> _Texto para leer_
-.-.-

02 Nov Crisis de ideas en la economia
La crisis originada en los grandes desequilibrios económicos mundiales que estalló en 2008 no fue superada y el mundo empieza a padecer las consecuencias de la recidiva de una enfermedad mal diagnosticada y peor tratada. Disputan diagnóstico y tratamiento escuelas del pensamiento económico tradicional que asumen el presupuesto de racionalidad moderna, cuando estamos frente a una crisis de la economía posmoderna.
El debate entre neoliberales y neo-keynesianos vuelve a girar en torno a la disyuntiva entre el ajuste (austeridad) o el estímulo (gasto) como instrumento para reencauzar expectativas y relanzar el nivel de actividad. Unos y otros navegan con cartografía moderna aguas interoceánicas en las que prevalecen las preferencias de la cultura posmoderna. Sólo una apuesta al desarrollo sustentable con sólidos consensos internacionales y firmes liderazgos podrá dirigir al mundo hacia un nuevo período de expansión duradera.

-.-.-

> _Qué hacer 1_
Copia sin cambios el fragmento del texto sobre la crisis económica que va de "02 Nov Crisis" a "la economía posmoderna.".
> _Qué hacer 2_
Sigue escribiendo el texto sobre la crisis de ideas en la economía a partir de su última oración.

-.-.-

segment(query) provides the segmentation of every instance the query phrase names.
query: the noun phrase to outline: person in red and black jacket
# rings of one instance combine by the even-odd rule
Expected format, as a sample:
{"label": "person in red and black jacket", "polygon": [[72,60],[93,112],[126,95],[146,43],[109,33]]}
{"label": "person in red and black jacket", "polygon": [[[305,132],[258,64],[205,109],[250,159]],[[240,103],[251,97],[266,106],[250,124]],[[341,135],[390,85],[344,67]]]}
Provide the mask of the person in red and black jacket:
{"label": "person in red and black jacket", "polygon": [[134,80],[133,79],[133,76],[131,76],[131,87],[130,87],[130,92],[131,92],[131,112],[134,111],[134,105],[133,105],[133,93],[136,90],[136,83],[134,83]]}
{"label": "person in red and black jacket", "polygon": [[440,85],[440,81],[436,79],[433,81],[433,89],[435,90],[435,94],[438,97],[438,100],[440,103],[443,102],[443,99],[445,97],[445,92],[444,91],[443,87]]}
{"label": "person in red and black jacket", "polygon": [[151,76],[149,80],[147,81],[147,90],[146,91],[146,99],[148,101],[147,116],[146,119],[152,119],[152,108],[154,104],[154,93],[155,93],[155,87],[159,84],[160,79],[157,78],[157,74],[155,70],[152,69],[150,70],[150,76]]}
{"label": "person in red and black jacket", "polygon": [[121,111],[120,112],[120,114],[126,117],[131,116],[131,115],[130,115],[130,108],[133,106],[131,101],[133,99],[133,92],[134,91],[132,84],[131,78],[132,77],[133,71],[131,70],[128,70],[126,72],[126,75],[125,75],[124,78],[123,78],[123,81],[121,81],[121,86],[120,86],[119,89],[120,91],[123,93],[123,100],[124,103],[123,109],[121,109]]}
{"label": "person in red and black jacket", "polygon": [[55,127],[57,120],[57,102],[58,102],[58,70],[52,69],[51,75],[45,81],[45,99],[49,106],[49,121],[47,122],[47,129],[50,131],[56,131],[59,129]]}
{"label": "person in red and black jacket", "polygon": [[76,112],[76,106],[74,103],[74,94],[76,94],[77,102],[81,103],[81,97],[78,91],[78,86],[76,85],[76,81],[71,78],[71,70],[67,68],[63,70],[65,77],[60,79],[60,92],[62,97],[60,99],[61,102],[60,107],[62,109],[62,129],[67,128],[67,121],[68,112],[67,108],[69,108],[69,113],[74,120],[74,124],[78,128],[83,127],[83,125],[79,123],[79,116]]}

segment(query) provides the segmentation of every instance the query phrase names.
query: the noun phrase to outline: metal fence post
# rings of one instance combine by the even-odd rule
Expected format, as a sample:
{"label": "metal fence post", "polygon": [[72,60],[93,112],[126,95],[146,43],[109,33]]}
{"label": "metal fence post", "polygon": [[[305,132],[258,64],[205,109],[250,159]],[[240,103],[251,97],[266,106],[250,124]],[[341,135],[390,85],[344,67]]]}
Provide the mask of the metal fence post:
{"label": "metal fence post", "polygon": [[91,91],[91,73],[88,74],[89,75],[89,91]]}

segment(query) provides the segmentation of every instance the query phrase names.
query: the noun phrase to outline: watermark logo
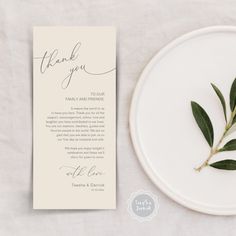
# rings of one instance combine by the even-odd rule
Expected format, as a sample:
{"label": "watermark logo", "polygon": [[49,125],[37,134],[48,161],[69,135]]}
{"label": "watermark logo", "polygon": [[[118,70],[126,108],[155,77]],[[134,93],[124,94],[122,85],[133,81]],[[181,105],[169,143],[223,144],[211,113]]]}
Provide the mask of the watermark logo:
{"label": "watermark logo", "polygon": [[149,191],[139,190],[128,199],[128,212],[139,222],[150,221],[159,208],[157,197]]}

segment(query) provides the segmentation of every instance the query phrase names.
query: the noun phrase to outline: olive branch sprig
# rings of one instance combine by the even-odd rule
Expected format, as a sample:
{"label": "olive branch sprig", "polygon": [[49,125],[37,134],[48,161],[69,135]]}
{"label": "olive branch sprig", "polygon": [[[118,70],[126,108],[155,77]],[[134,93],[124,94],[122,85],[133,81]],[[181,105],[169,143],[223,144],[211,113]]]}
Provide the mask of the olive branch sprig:
{"label": "olive branch sprig", "polygon": [[211,84],[211,86],[221,102],[225,118],[225,128],[220,139],[218,140],[218,142],[216,142],[214,146],[214,129],[208,114],[198,103],[191,101],[193,116],[197,122],[198,127],[202,131],[202,134],[204,135],[207,143],[210,146],[210,152],[207,159],[199,167],[195,168],[195,170],[201,171],[204,167],[207,166],[223,170],[236,170],[236,160],[225,159],[222,161],[209,163],[212,157],[219,152],[236,150],[236,139],[232,139],[222,146],[224,138],[229,134],[229,131],[234,126],[234,124],[236,124],[236,79],[234,79],[230,89],[229,98],[231,113],[229,119],[227,119],[227,109],[223,94],[217,88],[216,85]]}

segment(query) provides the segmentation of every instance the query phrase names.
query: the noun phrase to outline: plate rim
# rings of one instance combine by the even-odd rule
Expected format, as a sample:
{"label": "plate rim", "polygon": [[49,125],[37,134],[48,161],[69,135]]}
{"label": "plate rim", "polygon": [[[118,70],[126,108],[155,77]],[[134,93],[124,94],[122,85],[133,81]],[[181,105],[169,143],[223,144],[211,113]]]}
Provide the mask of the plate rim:
{"label": "plate rim", "polygon": [[130,104],[130,110],[129,110],[129,130],[130,130],[130,136],[133,143],[133,147],[136,153],[136,156],[144,169],[144,172],[147,174],[149,179],[155,184],[156,187],[158,187],[165,195],[167,195],[169,198],[174,200],[175,202],[181,204],[184,207],[187,207],[191,210],[198,211],[201,213],[211,214],[211,215],[236,215],[236,205],[234,208],[221,208],[214,207],[214,206],[206,206],[204,204],[200,204],[194,201],[190,201],[188,199],[185,199],[181,197],[181,195],[175,193],[172,191],[166,183],[164,183],[153,171],[151,168],[151,165],[148,162],[148,158],[145,157],[145,155],[142,153],[141,147],[139,145],[138,141],[138,134],[136,129],[136,108],[139,100],[139,94],[142,90],[142,85],[145,83],[145,78],[149,71],[152,69],[152,67],[155,65],[155,63],[160,60],[163,56],[165,56],[171,49],[175,48],[176,46],[180,45],[181,43],[184,43],[185,41],[209,34],[209,33],[217,33],[217,32],[234,32],[236,33],[236,26],[233,25],[217,25],[217,26],[209,26],[200,28],[197,30],[193,30],[191,32],[185,33],[182,36],[179,36],[175,38],[174,40],[167,43],[164,47],[162,47],[160,50],[157,51],[157,53],[149,60],[147,65],[144,67],[143,71],[141,72],[139,79],[137,81],[137,84],[134,88],[131,104]]}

-.-.-

> _Respuesta escrita 1_
02 Nov Crisis de ideas en la economia
La crisis originada en los grandes desequilibrios económicos mundiales que estalló en 2008 no fue superada y el mundo empieza a padecer las consecuencias de la recidiva de una enfermedad mal diagnosticada y peor tratada. Disputan diagnóstico y tratamiento escuelas del pensamiento económico tradicional que asumen el presupuesto de racionalidad moderna, cuando estamos frente a una crisis de la economía posmoderna.

> _Respuesta escrita 2_
Después de Keynes, la microeconomía (con énfasis en las unidades económicas) y la macroeconomía (con énfasis en el conjunto económico) se constituyeron en dos subdisciplinas separadas. Los modelos “micro” postulaban que no podía existir desempleo, pero el desempleo era la piedra angular de la macroeconomía keynesiana. La microeconomía hacía hincapié en la eficiencia de los mercados; la “macro”, en el masivo derroche de recursos en recesiones y depresiones. La “micro” contaba con un modelo para racionalizar el fenómeno macroeconómico: el equilibrio general competitivo de León Walras. La “macro” contaba con un modelo para racionalizar los problemas de la “micro”: las fallas del mercado (externalidades, monopolios, información asimétrica).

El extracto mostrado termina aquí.